● Instructions for the task:
Reproduce every line of the listing below without changing a single character.

====== Records to process ======

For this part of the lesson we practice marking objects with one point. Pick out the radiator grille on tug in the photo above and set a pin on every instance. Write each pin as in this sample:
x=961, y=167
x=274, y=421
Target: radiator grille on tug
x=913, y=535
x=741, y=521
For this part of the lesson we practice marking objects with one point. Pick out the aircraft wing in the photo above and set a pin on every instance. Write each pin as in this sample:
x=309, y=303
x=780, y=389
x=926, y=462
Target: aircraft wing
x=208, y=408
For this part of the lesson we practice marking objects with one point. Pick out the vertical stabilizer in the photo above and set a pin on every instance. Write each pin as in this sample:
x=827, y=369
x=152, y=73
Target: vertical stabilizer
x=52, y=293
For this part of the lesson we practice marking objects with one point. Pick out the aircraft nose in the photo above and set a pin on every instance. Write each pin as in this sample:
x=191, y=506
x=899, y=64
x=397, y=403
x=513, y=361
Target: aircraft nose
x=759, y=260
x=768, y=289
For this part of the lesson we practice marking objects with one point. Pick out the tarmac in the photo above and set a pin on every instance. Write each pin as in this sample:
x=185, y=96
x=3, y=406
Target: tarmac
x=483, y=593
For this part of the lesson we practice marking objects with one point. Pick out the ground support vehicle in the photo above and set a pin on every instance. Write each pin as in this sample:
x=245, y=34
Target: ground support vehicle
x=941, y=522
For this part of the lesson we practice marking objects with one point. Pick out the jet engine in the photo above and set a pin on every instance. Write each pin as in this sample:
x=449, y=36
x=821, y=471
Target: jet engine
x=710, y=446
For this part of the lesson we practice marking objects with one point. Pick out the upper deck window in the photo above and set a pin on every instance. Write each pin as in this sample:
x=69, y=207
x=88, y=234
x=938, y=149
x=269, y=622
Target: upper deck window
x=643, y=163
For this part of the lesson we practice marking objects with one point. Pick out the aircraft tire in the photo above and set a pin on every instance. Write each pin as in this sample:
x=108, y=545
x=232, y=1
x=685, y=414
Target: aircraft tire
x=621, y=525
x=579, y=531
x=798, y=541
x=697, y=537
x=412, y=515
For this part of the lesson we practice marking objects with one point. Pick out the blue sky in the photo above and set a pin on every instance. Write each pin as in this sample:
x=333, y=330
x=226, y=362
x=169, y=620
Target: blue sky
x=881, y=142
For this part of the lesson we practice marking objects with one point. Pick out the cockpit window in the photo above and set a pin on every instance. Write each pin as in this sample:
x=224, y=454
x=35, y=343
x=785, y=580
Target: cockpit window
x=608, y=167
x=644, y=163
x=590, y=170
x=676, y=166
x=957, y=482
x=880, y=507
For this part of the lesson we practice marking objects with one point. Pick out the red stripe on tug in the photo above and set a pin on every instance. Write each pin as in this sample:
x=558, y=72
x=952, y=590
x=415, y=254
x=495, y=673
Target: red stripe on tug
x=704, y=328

======

● Answer to the task:
For this part of the lesson we practice marking objects with one point. Pick out the radiator grille on tug in the photo above and set a pin on every instance. Write each pin as in this sample:
x=961, y=167
x=274, y=421
Target: radiator grille on tug
x=913, y=535
x=741, y=521
For this part of the lesson we practice marking objects with one point. Pick out the aircraft wing in the photo above and set a pin on every instance. Write each pin as in this sample:
x=309, y=303
x=780, y=389
x=926, y=462
Target: aircraft wing
x=208, y=408
For this part of the lesson we practice marking objects with one point. Pick out the vertical stabilizer in the photo above and set a pin on every instance. Write each pin as in this sample:
x=827, y=369
x=152, y=73
Target: vertical stabilizer
x=52, y=293
For this part of the lesson we practice marking objects with one point. Pick out the aircraft nose in the photo above and set a pin on every instance. Write each pin as in this sample:
x=191, y=506
x=899, y=64
x=397, y=403
x=513, y=361
Target: aircraft nose
x=759, y=260
x=768, y=289
For this part of the lesson we practice marking objects with one point. Pick out the tarmac in the photo above and set a pin on every instance. Write each pin as in this sample:
x=185, y=96
x=3, y=406
Target: tarmac
x=483, y=593
For this part of the lesson we practice marking objects with one point. Pick out the ground support vehicle in the photo above and set a pin on every instance. Write each pin as in this sample:
x=245, y=34
Target: ground support vehicle
x=941, y=522
For this part of the lesson we practice marking objects with one point. Pick out the jet engine in the photo above and set a pin on every instance. Write each pin as in this sample:
x=449, y=36
x=821, y=471
Target: jet engine
x=710, y=446
For this part of the lesson we practice marking objects with one point. Pick out the upper deck window in the photo above and set a pin on every instance. Write each pin as in this sample:
x=69, y=207
x=88, y=234
x=938, y=149
x=269, y=622
Target: upper deck window
x=643, y=163
For this part of the lesson we practice marking objects with one point. Pick out the aircraft tire in the photo above and set a pin on every instance. Write each pin as in this sample:
x=108, y=545
x=232, y=1
x=685, y=414
Target: aircraft tire
x=621, y=525
x=579, y=531
x=798, y=541
x=697, y=537
x=412, y=515
For this part of the lesson we practice marking objects with one point. Pick out the blue sky in the photo above and set a pin on every instance. Write each pin as in this sample:
x=333, y=330
x=226, y=362
x=169, y=620
Target: blue sky
x=881, y=142
For this part of the lesson we practice marking objects with one point. Pick out the cockpit window in the photo above and set a pin on every instance. Write each pin as in this sample:
x=224, y=454
x=35, y=343
x=785, y=580
Target: cockpit window
x=608, y=167
x=644, y=163
x=590, y=170
x=676, y=166
x=957, y=482
x=880, y=507
For this part of the lesson we practice marking objects with one point. Pick out the red stripe on tug in the photo above and set a pin on every instance. Write each pin as in this sample:
x=558, y=72
x=952, y=590
x=415, y=254
x=495, y=673
Target: red stripe on tug
x=704, y=328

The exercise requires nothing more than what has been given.